Request:
Reproduce the lines from the start through the line containing "<point>894,314</point>", both ends included, omitting the pictures.

Collected data
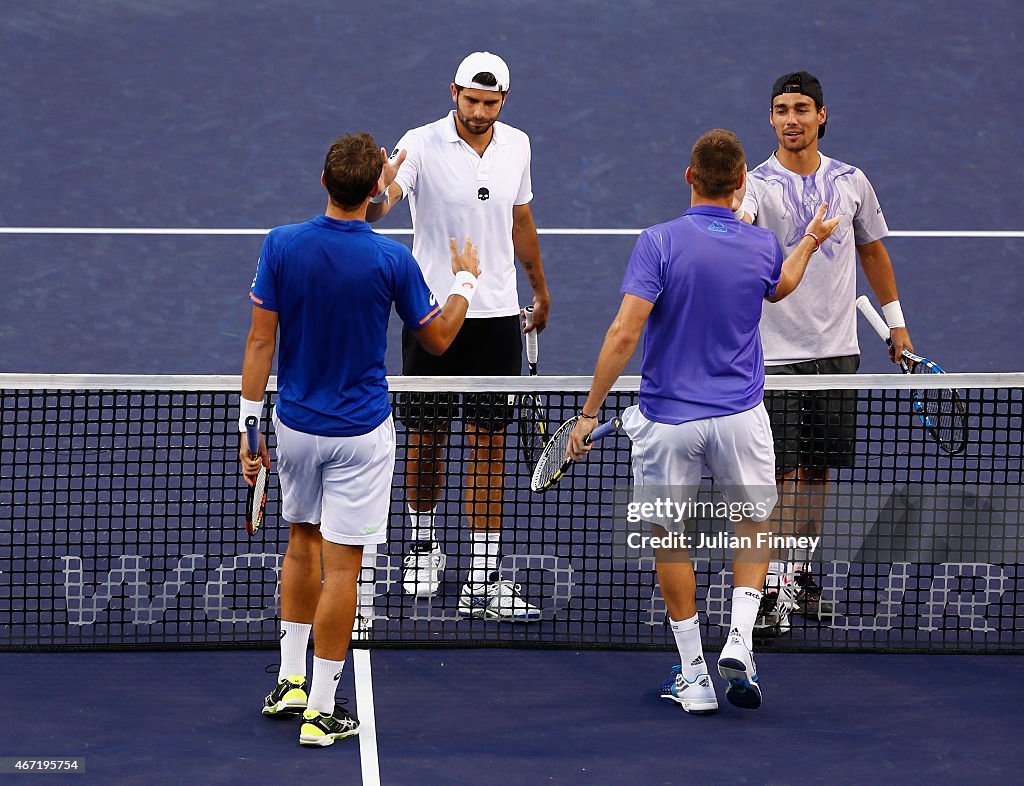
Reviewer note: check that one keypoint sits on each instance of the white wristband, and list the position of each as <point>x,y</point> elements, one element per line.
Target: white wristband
<point>249,409</point>
<point>894,314</point>
<point>465,285</point>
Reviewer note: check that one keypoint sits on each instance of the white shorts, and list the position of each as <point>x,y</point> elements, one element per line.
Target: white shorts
<point>341,483</point>
<point>737,449</point>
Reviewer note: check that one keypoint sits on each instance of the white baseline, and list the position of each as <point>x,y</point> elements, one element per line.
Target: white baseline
<point>552,231</point>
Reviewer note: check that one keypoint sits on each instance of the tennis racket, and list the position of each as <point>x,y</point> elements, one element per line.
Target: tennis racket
<point>532,416</point>
<point>553,465</point>
<point>256,500</point>
<point>940,410</point>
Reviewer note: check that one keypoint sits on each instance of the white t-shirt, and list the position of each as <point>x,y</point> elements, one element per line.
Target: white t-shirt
<point>819,318</point>
<point>454,191</point>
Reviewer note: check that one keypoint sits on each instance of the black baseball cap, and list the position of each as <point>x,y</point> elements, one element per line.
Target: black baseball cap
<point>802,82</point>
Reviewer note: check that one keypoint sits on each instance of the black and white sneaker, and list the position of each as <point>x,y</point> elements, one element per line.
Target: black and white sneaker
<point>809,603</point>
<point>322,730</point>
<point>288,698</point>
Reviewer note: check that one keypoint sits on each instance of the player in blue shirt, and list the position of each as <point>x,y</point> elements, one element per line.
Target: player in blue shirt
<point>698,284</point>
<point>328,285</point>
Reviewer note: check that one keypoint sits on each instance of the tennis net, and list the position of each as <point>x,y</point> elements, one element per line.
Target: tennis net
<point>122,508</point>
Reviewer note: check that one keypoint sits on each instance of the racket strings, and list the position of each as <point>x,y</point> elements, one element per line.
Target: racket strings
<point>531,426</point>
<point>553,456</point>
<point>942,412</point>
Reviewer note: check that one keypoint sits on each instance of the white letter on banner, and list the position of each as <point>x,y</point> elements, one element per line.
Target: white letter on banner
<point>889,599</point>
<point>217,606</point>
<point>970,608</point>
<point>131,571</point>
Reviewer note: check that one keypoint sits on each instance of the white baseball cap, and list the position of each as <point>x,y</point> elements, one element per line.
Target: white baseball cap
<point>482,62</point>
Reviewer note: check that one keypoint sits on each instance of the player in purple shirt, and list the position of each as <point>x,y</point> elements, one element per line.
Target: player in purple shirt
<point>328,286</point>
<point>698,282</point>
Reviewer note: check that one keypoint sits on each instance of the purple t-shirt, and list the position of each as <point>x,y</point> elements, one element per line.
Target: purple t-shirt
<point>707,274</point>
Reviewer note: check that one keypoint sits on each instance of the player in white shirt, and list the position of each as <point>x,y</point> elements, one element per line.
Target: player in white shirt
<point>815,331</point>
<point>468,173</point>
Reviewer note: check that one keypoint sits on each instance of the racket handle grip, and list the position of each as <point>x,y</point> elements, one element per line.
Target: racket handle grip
<point>531,346</point>
<point>605,430</point>
<point>873,317</point>
<point>252,434</point>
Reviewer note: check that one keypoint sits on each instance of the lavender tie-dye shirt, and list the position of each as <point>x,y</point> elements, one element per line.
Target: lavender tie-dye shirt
<point>818,319</point>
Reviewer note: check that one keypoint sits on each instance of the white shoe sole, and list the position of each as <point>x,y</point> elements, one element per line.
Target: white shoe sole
<point>285,706</point>
<point>494,615</point>
<point>327,739</point>
<point>694,706</point>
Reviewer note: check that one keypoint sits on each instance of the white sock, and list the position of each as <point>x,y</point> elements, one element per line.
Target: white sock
<point>294,642</point>
<point>423,525</point>
<point>745,602</point>
<point>486,543</point>
<point>327,675</point>
<point>687,634</point>
<point>367,586</point>
<point>800,558</point>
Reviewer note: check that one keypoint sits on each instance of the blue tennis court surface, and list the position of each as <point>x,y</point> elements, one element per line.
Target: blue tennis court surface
<point>503,716</point>
<point>192,116</point>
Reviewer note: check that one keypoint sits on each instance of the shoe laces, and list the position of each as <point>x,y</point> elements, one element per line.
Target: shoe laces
<point>504,588</point>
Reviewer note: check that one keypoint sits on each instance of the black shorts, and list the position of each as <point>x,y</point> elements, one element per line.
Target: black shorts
<point>813,428</point>
<point>484,347</point>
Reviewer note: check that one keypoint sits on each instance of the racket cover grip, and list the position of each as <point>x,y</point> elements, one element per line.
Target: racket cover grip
<point>531,347</point>
<point>252,434</point>
<point>873,317</point>
<point>604,430</point>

Task solution:
Reviewer note: check that one keypoint sits on each instance of the white wristband, and list the position of each as <point>x,y</point> elements, one element per line.
Target: white wristband
<point>249,409</point>
<point>894,314</point>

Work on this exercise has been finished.